# [Activity 1]
List the public commiserations about pregnancy that the essay about pregnancy names.
# [Activity 2]
Resume the essay about pregnancy, picking up right after its final sentence.

It has been a dark season in the news. Very dark.

If you haven’t been paying attention, perhaps you missed it. But I doubt it.

In the last few weeks, several videos have emerged from the self-described Center for Medical Progress in which notable Planned Parenthood representatives have been clandestinely filmed discussing the process of obtaining intact fetal organs, pricing them and selling them. Video after video show frank, polished professionals discussing what is assuredly a very dark, very sad business.

And as I saw these videos, a question kept posing itself in my mind.

How does society feel about pregnancy?

Think about it.

This is not some academic exercise or trick question. It is not an effort at clever philosophy or metaphysical sophistry. It is a simple question whose answer should immediately populate your mind.

How does society feel about pregnancy? 

Here is what came to my mind.

When a person announces their pregnancy, there are hearty congratulations. In short order, questions are asked about due dates and how the mother is feeling. Like clockwork, there emerge public commiserations about morning sickness, backaches and food cravings. And then there are private commiserations which, I am told, are better left private. An announcement has been made. Now the eager wait begins.

[Collected data entries]
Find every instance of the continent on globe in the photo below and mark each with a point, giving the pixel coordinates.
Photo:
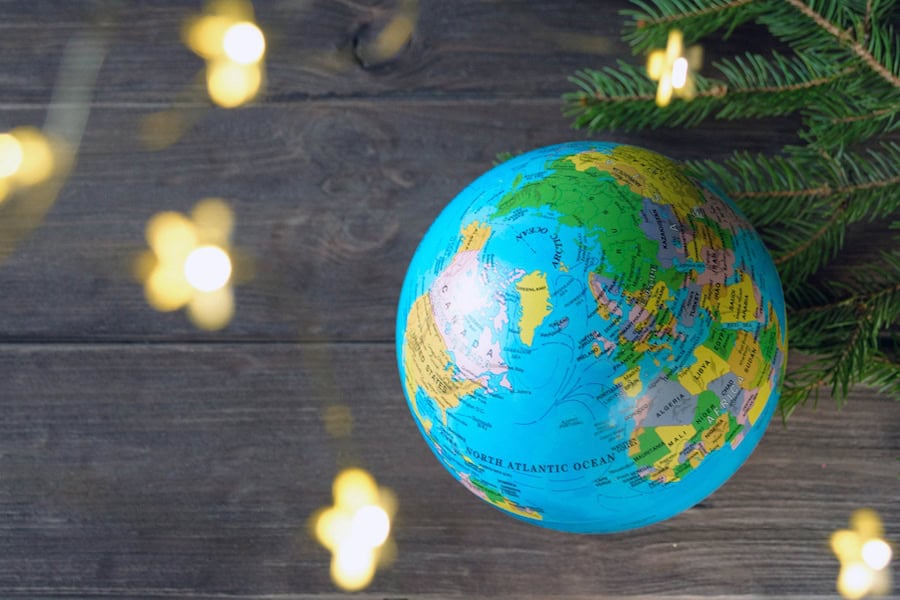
(589, 340)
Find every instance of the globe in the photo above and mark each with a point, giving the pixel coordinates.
(589, 340)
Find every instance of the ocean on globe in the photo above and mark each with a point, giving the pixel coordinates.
(589, 340)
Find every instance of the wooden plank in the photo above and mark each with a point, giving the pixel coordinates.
(331, 200)
(465, 48)
(190, 471)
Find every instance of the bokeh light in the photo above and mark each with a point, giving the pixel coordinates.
(244, 43)
(864, 557)
(232, 84)
(673, 68)
(189, 264)
(356, 529)
(234, 48)
(207, 268)
(876, 554)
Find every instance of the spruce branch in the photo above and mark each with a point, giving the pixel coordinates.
(651, 22)
(829, 23)
(752, 86)
(842, 77)
(840, 324)
(803, 202)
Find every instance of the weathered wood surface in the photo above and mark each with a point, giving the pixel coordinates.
(134, 470)
(140, 458)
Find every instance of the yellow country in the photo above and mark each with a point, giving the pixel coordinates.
(709, 366)
(535, 299)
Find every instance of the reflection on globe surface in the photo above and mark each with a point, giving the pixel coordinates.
(589, 340)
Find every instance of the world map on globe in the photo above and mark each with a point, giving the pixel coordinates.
(589, 340)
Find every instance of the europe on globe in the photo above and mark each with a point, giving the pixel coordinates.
(589, 340)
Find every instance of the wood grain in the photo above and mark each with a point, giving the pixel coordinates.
(331, 200)
(142, 459)
(173, 470)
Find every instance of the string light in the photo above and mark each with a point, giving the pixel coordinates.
(356, 529)
(234, 48)
(27, 158)
(189, 264)
(864, 557)
(673, 68)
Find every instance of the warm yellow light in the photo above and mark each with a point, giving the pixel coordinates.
(371, 526)
(356, 529)
(212, 310)
(656, 64)
(679, 73)
(353, 566)
(37, 161)
(664, 91)
(854, 581)
(354, 488)
(672, 69)
(172, 236)
(208, 268)
(244, 43)
(205, 35)
(10, 155)
(845, 544)
(166, 288)
(876, 554)
(231, 84)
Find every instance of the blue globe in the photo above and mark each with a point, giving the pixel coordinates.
(589, 340)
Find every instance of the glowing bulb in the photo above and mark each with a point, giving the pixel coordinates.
(333, 528)
(11, 155)
(855, 581)
(876, 554)
(37, 161)
(244, 43)
(171, 235)
(208, 268)
(679, 73)
(231, 84)
(370, 526)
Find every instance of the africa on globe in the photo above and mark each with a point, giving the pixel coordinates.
(589, 340)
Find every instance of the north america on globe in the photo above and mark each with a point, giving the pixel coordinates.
(589, 340)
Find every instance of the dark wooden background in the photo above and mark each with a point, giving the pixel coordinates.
(141, 458)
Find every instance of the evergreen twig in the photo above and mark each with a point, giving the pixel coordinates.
(843, 78)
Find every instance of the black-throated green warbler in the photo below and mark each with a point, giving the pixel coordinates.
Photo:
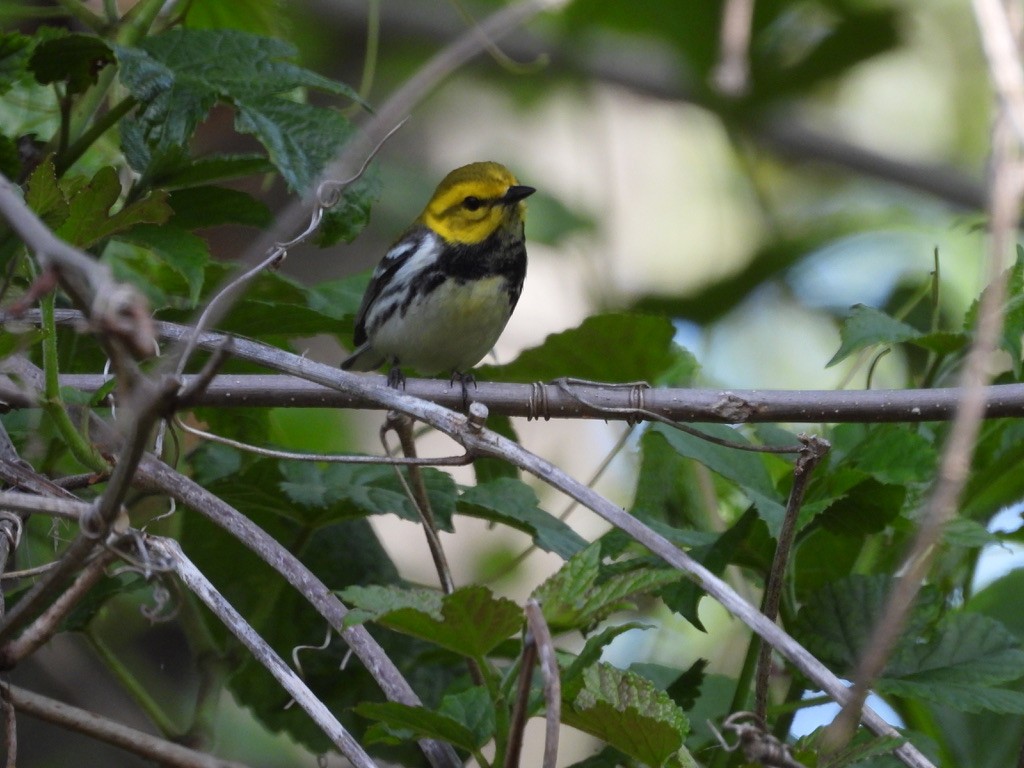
(444, 291)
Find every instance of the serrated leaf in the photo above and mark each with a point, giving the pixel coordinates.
(337, 492)
(89, 218)
(513, 503)
(628, 712)
(470, 622)
(257, 16)
(215, 169)
(605, 347)
(44, 196)
(577, 596)
(180, 74)
(744, 468)
(14, 52)
(10, 159)
(866, 327)
(416, 722)
(894, 454)
(184, 253)
(594, 647)
(866, 508)
(956, 662)
(349, 216)
(474, 710)
(199, 207)
(73, 58)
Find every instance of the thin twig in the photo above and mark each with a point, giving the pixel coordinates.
(150, 401)
(732, 74)
(486, 443)
(116, 310)
(1007, 192)
(9, 724)
(552, 680)
(1004, 59)
(48, 623)
(416, 489)
(262, 652)
(399, 105)
(815, 450)
(520, 708)
(138, 742)
(155, 475)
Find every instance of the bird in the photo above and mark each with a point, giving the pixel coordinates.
(444, 291)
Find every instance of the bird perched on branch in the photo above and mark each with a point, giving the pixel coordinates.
(444, 291)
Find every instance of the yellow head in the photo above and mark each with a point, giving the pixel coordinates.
(473, 202)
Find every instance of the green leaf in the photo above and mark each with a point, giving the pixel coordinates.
(336, 492)
(44, 196)
(403, 721)
(181, 251)
(300, 138)
(866, 508)
(956, 662)
(10, 160)
(473, 709)
(579, 595)
(513, 503)
(215, 169)
(470, 622)
(744, 468)
(892, 454)
(209, 206)
(14, 52)
(628, 712)
(257, 16)
(605, 347)
(666, 486)
(180, 74)
(733, 546)
(594, 647)
(351, 214)
(89, 218)
(492, 469)
(285, 619)
(73, 58)
(866, 327)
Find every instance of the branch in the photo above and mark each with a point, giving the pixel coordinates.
(486, 443)
(136, 741)
(155, 475)
(397, 108)
(646, 70)
(1007, 193)
(262, 652)
(116, 310)
(612, 402)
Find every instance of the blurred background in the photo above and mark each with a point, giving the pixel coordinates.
(847, 164)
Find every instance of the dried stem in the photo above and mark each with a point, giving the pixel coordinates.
(1007, 190)
(815, 450)
(193, 578)
(138, 742)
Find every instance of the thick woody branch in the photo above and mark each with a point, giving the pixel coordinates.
(482, 442)
(138, 742)
(171, 552)
(116, 310)
(155, 475)
(612, 402)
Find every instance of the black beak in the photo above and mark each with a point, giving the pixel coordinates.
(517, 193)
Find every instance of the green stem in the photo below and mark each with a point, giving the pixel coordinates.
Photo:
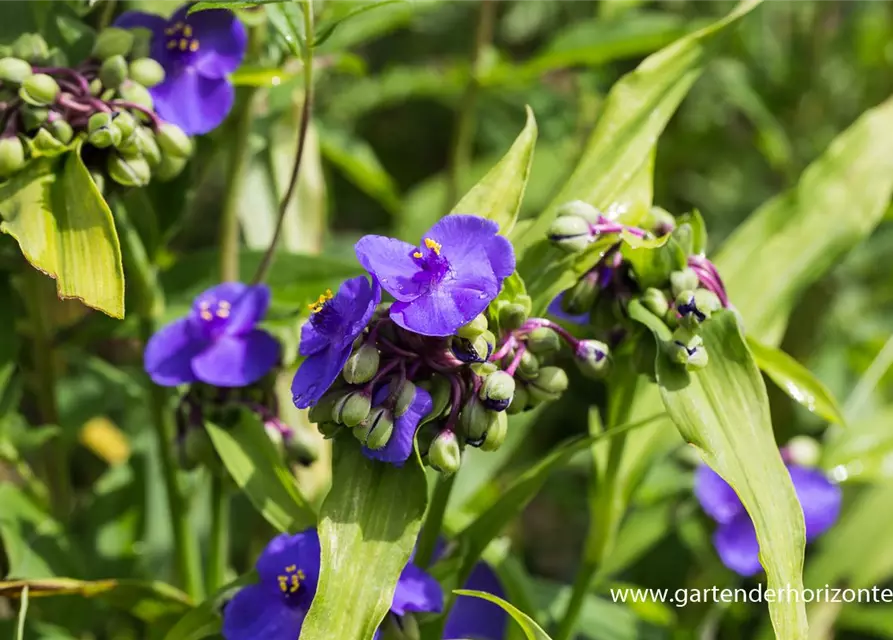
(306, 113)
(218, 552)
(434, 519)
(56, 471)
(464, 130)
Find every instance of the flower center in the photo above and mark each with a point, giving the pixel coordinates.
(180, 39)
(290, 581)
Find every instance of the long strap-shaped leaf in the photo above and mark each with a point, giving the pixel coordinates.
(723, 410)
(368, 527)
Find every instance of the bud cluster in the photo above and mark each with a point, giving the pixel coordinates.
(47, 106)
(674, 281)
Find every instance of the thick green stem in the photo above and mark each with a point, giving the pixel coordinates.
(434, 519)
(218, 551)
(464, 130)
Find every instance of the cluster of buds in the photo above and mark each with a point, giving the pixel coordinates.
(47, 106)
(475, 378)
(222, 406)
(684, 291)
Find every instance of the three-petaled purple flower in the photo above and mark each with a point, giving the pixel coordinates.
(448, 280)
(736, 539)
(218, 343)
(198, 52)
(327, 339)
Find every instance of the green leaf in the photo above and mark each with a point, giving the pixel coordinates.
(634, 114)
(723, 411)
(796, 380)
(254, 464)
(531, 629)
(65, 229)
(368, 527)
(499, 194)
(148, 601)
(794, 238)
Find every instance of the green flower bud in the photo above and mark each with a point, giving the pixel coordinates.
(377, 429)
(496, 433)
(655, 301)
(147, 72)
(173, 141)
(474, 328)
(543, 341)
(549, 384)
(512, 316)
(169, 167)
(582, 296)
(519, 400)
(131, 171)
(12, 156)
(31, 47)
(528, 367)
(112, 42)
(136, 93)
(474, 420)
(592, 358)
(14, 70)
(362, 365)
(570, 233)
(497, 391)
(113, 72)
(352, 408)
(445, 454)
(685, 280)
(61, 130)
(39, 90)
(580, 209)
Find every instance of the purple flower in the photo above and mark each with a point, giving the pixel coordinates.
(736, 540)
(197, 52)
(399, 447)
(327, 338)
(448, 280)
(274, 608)
(218, 342)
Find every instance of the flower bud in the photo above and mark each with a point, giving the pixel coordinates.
(173, 141)
(131, 171)
(570, 233)
(519, 400)
(352, 408)
(362, 365)
(474, 328)
(549, 384)
(512, 316)
(147, 72)
(113, 72)
(580, 209)
(685, 280)
(12, 156)
(39, 90)
(445, 454)
(497, 391)
(31, 47)
(496, 433)
(581, 297)
(592, 358)
(112, 42)
(136, 93)
(655, 301)
(376, 430)
(14, 70)
(543, 341)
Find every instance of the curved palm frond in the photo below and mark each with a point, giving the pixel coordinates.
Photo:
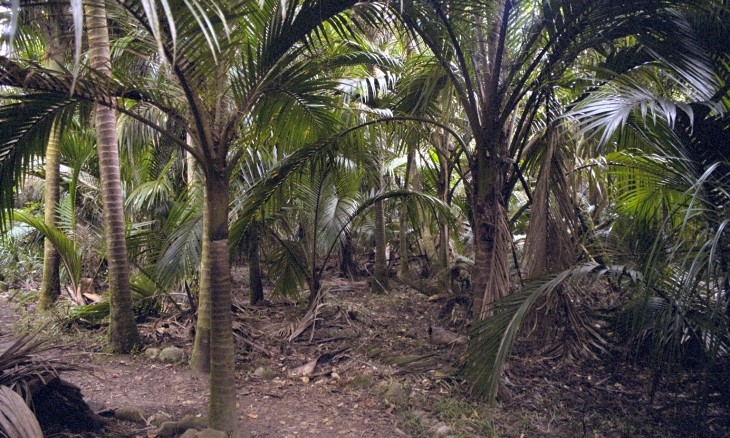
(65, 246)
(493, 338)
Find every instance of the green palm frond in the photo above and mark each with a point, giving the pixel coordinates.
(493, 338)
(63, 244)
(25, 124)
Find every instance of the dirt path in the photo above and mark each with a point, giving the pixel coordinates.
(273, 405)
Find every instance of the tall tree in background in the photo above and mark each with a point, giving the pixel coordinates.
(502, 57)
(123, 335)
(51, 283)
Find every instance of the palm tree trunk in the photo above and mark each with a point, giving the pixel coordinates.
(200, 357)
(380, 283)
(222, 403)
(256, 289)
(404, 268)
(51, 283)
(443, 194)
(491, 232)
(123, 335)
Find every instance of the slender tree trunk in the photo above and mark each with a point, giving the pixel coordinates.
(404, 268)
(380, 283)
(256, 289)
(200, 357)
(222, 404)
(348, 267)
(443, 194)
(491, 232)
(51, 283)
(123, 335)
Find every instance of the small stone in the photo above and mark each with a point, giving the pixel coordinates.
(158, 418)
(168, 428)
(211, 433)
(152, 353)
(171, 355)
(190, 433)
(131, 414)
(396, 394)
(192, 422)
(440, 429)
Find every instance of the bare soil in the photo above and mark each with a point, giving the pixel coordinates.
(376, 375)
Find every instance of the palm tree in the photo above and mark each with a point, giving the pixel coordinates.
(51, 283)
(123, 335)
(502, 58)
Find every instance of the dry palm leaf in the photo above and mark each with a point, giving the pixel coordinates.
(16, 419)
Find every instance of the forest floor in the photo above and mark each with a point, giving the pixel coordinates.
(365, 369)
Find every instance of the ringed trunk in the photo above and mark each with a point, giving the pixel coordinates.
(123, 335)
(222, 403)
(491, 235)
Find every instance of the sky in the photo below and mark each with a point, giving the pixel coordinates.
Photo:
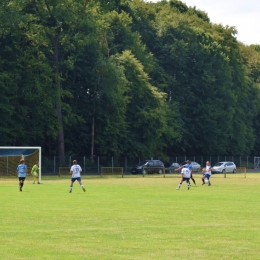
(244, 15)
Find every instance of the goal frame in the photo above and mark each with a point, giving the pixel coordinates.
(28, 148)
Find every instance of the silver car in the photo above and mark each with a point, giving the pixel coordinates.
(222, 167)
(196, 167)
(172, 167)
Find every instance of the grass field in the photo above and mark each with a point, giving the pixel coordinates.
(130, 218)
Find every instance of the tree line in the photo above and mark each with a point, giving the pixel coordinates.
(122, 77)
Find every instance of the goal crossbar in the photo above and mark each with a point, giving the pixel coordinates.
(27, 148)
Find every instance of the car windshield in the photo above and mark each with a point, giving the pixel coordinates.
(218, 164)
(142, 163)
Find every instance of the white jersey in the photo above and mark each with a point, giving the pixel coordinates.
(185, 172)
(76, 169)
(208, 171)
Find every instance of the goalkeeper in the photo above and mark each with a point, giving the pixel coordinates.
(35, 172)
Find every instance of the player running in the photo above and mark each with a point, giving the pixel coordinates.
(206, 173)
(185, 176)
(189, 166)
(22, 172)
(75, 171)
(35, 172)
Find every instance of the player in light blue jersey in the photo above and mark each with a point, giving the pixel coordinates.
(75, 171)
(189, 166)
(185, 176)
(22, 172)
(206, 174)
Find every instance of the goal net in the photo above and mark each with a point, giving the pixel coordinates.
(64, 171)
(111, 170)
(10, 158)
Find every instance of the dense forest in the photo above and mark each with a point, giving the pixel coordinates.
(125, 78)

# [Exercise answer 1]
Morning sickness, backaches, food cravings

# [Exercise answer 2]
Shortly thereafter, the planning begins in earnest. Planning for the baby. Studies, sewing rooms or spare bedrooms are lost forever to the preeminent nursery. The bickering over whether to get a sneak ultrasound peak at whether it’s a boy or girl gives way to bickering over whether the nursery will be pink, blue, or…green. Cribs are purchased, rocking chairs are tested, and invariably it is asked, “do we throw the diapers in the trash or in this diaper genie thing?”. Diapers and onesies and impossibly small socks. Suction bulbs, thermometers and vats of Desitin…sweet, sweet Desitin.

Names are bandied about. Family names, new names, traditional names, invented names, middle names, nicknames, names with profound meaning, names that remind of former boyfriends or girlfriends and are thus vetoed and cast into the Abyss of Names We Will Never Use. Habits are tightened up. No drinking, get good sleep, let’s go for a walk after dinner, watch your step and hold my hand, and here, here, let me get that.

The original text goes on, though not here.